[EXERCISE OBJECTIVE] Please count the lines in the entries below that contain the word "tail". Give only the number.

[Dataset excerpt]
•••••
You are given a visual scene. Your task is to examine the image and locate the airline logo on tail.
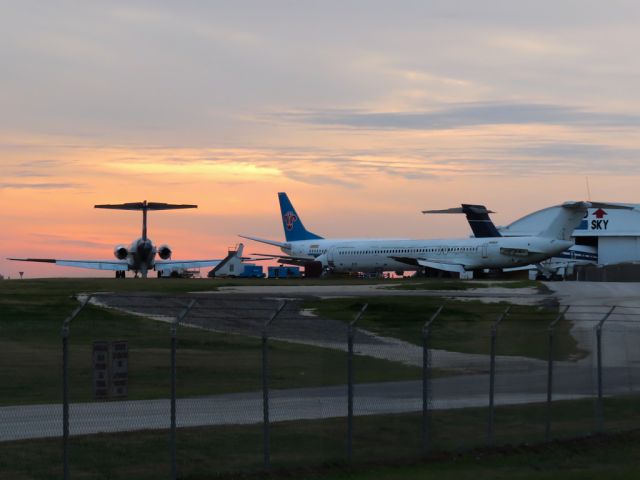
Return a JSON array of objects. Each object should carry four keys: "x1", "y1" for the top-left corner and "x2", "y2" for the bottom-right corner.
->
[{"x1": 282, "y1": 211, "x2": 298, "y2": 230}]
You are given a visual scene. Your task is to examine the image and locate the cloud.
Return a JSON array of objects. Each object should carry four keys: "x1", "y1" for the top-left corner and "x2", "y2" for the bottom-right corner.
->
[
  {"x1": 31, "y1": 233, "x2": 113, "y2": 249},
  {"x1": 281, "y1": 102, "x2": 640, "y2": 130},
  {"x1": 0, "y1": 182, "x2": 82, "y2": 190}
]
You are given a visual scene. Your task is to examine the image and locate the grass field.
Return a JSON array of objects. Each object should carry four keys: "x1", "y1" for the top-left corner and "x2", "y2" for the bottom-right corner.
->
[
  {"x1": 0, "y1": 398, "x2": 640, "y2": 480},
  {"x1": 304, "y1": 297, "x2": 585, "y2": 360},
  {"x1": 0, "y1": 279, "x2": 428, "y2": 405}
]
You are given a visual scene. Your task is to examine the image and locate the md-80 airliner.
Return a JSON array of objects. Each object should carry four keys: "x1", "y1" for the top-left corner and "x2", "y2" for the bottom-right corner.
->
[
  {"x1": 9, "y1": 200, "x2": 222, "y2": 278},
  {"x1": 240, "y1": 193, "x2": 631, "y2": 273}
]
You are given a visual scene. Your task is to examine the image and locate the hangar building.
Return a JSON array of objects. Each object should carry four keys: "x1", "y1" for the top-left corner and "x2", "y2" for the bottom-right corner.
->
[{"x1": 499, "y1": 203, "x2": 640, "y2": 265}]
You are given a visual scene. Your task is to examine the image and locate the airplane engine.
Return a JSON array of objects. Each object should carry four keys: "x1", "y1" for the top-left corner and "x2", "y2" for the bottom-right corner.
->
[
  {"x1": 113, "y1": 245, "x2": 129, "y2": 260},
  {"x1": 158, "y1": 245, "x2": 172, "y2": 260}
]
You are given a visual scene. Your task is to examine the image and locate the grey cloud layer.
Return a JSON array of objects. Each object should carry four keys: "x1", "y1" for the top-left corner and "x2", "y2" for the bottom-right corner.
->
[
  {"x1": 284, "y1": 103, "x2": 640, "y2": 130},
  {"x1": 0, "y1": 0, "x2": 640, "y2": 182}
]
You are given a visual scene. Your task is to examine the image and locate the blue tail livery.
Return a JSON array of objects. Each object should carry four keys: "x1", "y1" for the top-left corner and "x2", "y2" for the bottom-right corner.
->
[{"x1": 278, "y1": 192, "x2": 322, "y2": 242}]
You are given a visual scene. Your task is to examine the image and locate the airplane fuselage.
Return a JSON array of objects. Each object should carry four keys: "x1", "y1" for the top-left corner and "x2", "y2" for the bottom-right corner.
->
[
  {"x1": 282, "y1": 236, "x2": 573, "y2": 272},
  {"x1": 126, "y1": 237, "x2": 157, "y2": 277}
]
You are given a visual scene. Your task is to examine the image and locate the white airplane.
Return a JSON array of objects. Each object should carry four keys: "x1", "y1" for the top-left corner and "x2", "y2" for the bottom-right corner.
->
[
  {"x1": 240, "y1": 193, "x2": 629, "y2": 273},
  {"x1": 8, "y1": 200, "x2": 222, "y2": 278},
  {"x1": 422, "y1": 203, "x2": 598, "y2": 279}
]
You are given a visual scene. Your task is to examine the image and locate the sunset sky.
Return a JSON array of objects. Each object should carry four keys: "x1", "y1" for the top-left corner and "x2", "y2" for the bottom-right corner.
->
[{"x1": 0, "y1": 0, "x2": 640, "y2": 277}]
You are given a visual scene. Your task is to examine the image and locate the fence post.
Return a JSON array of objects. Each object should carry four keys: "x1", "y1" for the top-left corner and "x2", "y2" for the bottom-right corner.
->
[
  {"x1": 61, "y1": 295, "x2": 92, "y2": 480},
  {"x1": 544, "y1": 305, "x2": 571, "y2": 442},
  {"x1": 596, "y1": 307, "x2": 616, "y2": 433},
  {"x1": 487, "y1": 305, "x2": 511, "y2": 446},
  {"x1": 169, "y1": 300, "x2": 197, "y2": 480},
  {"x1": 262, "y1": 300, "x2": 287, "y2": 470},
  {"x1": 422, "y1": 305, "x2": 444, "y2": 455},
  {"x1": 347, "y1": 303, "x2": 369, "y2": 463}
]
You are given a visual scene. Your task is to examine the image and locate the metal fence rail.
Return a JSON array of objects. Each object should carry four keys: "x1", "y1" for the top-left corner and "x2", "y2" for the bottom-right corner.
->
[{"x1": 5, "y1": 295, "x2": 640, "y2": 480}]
•••••
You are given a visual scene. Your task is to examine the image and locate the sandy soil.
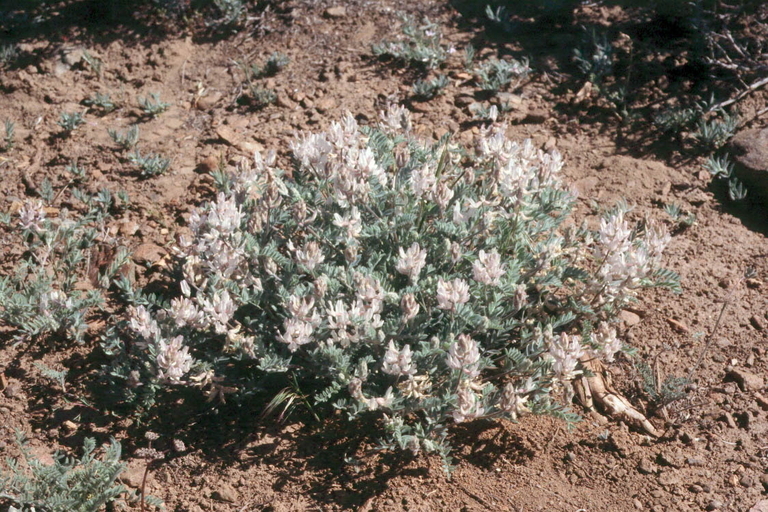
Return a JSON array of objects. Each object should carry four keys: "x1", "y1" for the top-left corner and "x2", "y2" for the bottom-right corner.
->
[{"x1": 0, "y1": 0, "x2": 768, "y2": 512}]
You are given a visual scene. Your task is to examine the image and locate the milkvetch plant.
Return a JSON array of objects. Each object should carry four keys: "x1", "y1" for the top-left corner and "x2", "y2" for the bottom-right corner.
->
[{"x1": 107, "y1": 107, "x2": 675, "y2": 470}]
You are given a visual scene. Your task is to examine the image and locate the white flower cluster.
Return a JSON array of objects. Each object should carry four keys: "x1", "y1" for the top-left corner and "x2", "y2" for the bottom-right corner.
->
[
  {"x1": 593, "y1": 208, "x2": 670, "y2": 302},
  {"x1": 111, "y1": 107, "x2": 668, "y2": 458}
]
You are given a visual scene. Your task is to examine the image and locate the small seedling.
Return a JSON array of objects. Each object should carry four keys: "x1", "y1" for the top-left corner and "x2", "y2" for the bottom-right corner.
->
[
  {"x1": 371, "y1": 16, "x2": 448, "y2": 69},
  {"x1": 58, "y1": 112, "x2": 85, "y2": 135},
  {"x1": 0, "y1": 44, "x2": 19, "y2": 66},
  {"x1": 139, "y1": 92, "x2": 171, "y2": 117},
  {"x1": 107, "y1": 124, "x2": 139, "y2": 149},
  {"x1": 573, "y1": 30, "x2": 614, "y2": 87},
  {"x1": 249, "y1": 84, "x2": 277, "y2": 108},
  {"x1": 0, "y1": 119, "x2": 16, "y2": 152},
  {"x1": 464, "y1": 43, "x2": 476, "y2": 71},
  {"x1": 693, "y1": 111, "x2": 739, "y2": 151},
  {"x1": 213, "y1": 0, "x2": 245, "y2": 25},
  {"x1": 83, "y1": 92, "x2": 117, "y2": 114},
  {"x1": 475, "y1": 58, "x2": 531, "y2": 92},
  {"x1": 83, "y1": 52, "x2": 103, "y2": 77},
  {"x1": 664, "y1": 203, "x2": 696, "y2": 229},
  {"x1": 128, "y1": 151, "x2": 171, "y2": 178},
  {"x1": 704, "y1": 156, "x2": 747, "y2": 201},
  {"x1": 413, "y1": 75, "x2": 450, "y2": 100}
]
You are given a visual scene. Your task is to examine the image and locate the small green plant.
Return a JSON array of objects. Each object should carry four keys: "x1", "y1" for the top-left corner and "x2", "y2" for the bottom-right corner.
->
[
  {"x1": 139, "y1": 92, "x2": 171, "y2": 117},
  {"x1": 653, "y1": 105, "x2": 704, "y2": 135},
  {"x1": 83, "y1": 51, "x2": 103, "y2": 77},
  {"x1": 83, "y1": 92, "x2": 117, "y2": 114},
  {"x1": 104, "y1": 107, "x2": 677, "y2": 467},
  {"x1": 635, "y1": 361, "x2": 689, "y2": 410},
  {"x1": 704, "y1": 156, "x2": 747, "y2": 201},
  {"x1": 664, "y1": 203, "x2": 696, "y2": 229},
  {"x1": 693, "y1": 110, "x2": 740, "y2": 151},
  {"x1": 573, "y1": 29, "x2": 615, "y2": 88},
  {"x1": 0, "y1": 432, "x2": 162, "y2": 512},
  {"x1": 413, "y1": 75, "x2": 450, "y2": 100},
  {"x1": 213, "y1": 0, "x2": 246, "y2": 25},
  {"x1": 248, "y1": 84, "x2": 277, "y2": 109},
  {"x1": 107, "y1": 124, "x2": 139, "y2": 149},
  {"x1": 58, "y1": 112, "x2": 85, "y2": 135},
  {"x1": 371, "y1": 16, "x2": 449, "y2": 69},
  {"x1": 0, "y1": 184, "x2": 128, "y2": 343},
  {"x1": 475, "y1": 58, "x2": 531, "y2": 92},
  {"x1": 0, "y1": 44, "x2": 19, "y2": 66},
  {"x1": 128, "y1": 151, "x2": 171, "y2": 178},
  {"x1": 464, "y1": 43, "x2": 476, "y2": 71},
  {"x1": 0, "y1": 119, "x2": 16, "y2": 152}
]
•••••
[TASK RESPONSE] 2